Required tasks
- a) List every named place that the blog post about the bike trip mentions.
- b) Carry on the blog post about the bike trip from its final sentence.

Excerpt

● ● ● ● ●

Friday, February 8, 2019

A different discipline


Sometimes this stuff keeps me up at night.

I might talk with a bunch of people about ideas, and I'm often composing things in my head during the day when I am around others. But I can't actually write unless I'm on my own. It's hard to concentrate enough to put a sentence together - so I find that I'm not very successful if I'm in a room full of other people. I tried that once or twice during my Makers' group (when my creative friends get together to work on our projects), and it was just a bust. It took me the full four hours to compose one essay, and I don't believe I've ever even gotten back to the blog to post that one. So what is the point of this post? What has kept me up tonight? Well, I want to answer one of the questions that we got frequently during our trip and that we continue to get now that we've completed our journey.

"How did we do it?"
"How did we find the motivation to continue on the trip when we ran into obstacles?" 
"What kind of problems did we run into and how did we keep going for all those months?" 

Maybe that's a couple of questions, but I think it's really just one. And it's one that Roger and I both struggle to answer, because the simplest thing to say is, "we always had a plan B." We knew if we had to, we could ship the bike home. We even joked from time to time about shipping the bike to France, where I could make up the blog by using Internet resources to find and post photos and do research about the places that we would have been riding through had we been back in the States! 

That was never a very real option for us, but it illustrates the degree to which our resources provided us with opportunities. We didn't have to do this trip - it was our choice - and we didn't suffer while we were doing it. In fact, Roger on this last leg just a couple weeks ago made the observation that we really had not had to "rough it," as he put it. This wasn't the first time he'd said that.  It came up frequently on our trip.  And every time this topic came up, I had to laugh. Maybe he had some romanticized notion about the hardships we'd endure as we traveled the country, but I told him multiple times that at the age of 58, I wasn't really interested in sleeping in a ditch! I didn't have any driving desire to experience some incredibly raw and taxing hardship or deprivation just to continue on this journey. That's not why I did it.  I'm old enough, and well enough set in my ways, that I enjoy my creature comforts. I was interested in the trip and I wanted to experience every day as fully as possible, but I don't feel the least bit deprived because we never had to camp on the side of the road!  Although we did have some discussion about whether that might be how we would cross the desert and complete this final push. And I carried an extra water bladder for 6 months in the expectation that I might need to fill it so that I could sleep in the desert off the side of the road. But we'd sent our camping equipment home before reaching Kingman two years ago. We figured to just blast across the long stretch and make it to the hotel in Ludlow - no camping. So there wasn't going to be any sleeping off in the desert the first time around. And the second time around, of course, we knew it would be really, really cold if we tried that, and we weren't planning to do so.

● ● ● ● ●

Data block
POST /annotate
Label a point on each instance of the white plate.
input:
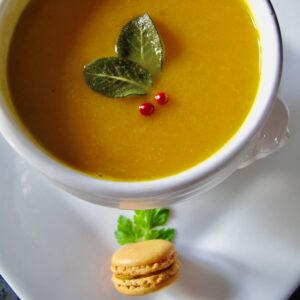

● ● ● ● ●

Activity answers
- a) France, the States, Kingman, Ludlow

- b)
So, when I think about how I would respond to that question, what actually comes to mind is not how I found motivation to ride my bicycle everyday. That was fun and that was why we were there. That's what we set out to do. What actually impresses me the most about my own journey is that I found the discipline to maintain my blog, night after night, for six months. I kept that going because I really couldn't sleep if I didn't put my stories down everyday. It really was kind of a need in me, something that I had to do in order to make room the next day for the new experiences that we were going to have. And since returning home, there have been so many times that I have wanted to tell more of my story, to try and at least keep up with the things that were happening as we tried to get back out there and finish the ride. And yet - months would pass and I wouldn't write a thing!  

The most telling example of this is in the drafting of this particular post.

I had it in mind nearly 2 years ago. I often composed parts of it in my head, without writing them down, and finally one day last August when I was visiting my brother in Texas, I drafted what comes next and sent it to myself. I had a very strong desire to get it into the blog last fall so that I could post some catch-up stories before we actually got out there and finished the last run. And yet - I came home from Greg's house without posting the draft . . . and fall passed, and Christmas came and went, and then the first week of January . . . and I still hadn't gotten that draft posted.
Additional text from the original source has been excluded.